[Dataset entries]
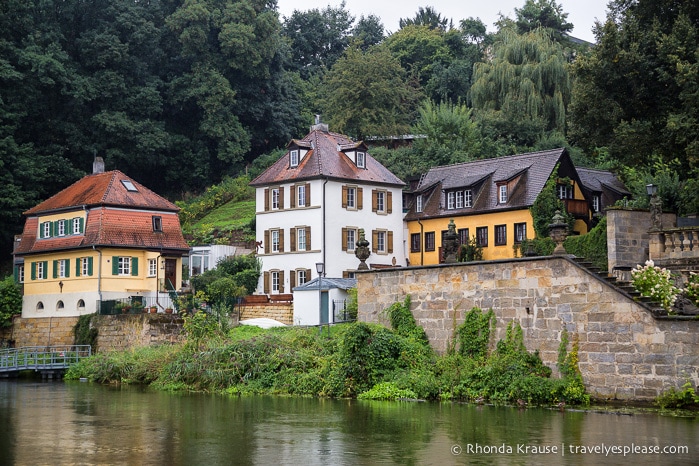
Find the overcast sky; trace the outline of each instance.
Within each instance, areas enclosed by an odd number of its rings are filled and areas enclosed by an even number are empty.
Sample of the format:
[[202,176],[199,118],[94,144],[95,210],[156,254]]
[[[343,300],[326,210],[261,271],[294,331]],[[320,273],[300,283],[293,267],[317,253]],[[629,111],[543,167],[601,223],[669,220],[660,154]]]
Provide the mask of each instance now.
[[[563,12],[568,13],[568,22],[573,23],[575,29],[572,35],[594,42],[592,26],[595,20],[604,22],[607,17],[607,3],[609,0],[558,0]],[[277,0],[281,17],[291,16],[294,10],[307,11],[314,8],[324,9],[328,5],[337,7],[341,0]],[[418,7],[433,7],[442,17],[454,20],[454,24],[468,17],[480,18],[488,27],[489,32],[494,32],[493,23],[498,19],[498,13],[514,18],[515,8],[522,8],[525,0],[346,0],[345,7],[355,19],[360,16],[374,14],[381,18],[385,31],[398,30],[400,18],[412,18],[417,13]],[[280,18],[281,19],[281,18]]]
---
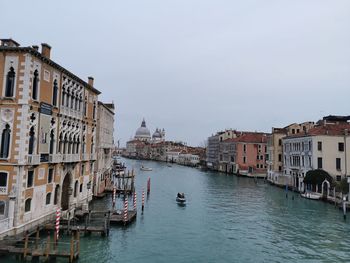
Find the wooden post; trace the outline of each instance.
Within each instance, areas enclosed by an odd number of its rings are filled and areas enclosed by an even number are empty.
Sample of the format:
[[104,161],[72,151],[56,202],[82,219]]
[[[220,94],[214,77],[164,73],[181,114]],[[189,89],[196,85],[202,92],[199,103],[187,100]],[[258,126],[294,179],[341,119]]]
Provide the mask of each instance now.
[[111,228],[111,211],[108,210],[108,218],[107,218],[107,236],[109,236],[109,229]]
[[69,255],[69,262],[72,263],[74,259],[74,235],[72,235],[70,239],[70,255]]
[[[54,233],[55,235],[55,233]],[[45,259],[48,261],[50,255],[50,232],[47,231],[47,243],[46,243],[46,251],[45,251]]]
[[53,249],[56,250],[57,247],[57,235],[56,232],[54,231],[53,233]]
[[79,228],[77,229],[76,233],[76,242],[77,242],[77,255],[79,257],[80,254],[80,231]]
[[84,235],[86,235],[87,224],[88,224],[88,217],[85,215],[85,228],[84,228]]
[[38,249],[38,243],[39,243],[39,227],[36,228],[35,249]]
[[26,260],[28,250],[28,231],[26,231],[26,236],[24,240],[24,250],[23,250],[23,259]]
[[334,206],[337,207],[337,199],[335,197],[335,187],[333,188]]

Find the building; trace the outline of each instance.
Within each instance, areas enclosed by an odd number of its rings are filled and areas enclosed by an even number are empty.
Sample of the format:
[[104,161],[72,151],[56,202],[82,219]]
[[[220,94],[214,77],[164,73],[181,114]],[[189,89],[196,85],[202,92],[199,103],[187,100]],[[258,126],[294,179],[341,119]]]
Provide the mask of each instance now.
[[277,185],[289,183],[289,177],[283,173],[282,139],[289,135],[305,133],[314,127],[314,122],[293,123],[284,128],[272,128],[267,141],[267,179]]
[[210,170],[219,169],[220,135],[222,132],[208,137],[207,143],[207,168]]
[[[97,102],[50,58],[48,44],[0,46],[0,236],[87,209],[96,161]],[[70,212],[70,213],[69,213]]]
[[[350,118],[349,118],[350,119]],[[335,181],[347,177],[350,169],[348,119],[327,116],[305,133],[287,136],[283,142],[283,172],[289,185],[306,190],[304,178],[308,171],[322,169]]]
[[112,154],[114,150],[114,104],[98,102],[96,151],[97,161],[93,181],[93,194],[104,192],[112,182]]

**Aim of the task**
Your task is to say how many lines in the entries above contain the word "outline". Please write only the number.

**Response area**
3